(Object position labeling listing)

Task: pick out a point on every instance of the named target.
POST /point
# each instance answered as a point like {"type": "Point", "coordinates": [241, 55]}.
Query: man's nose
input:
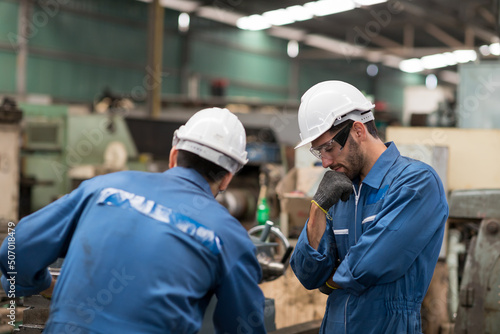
{"type": "Point", "coordinates": [326, 161]}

▶ **WHAT NEEDS TO BE DONE**:
Output every line of the listing above as a JSON list of strings, one string per line, skipping blank lines. Omit the pictures from the answer.

▶ **ANSWER IN FULL**:
[
  "Task: pick out a point on every instance of the named target.",
  "POST /point",
  "# each instance answered as a point like {\"type\": \"Point\", \"coordinates\": [241, 55]}.",
  "Query: man's nose",
  "input:",
  "{\"type\": \"Point\", \"coordinates\": [326, 161]}"
]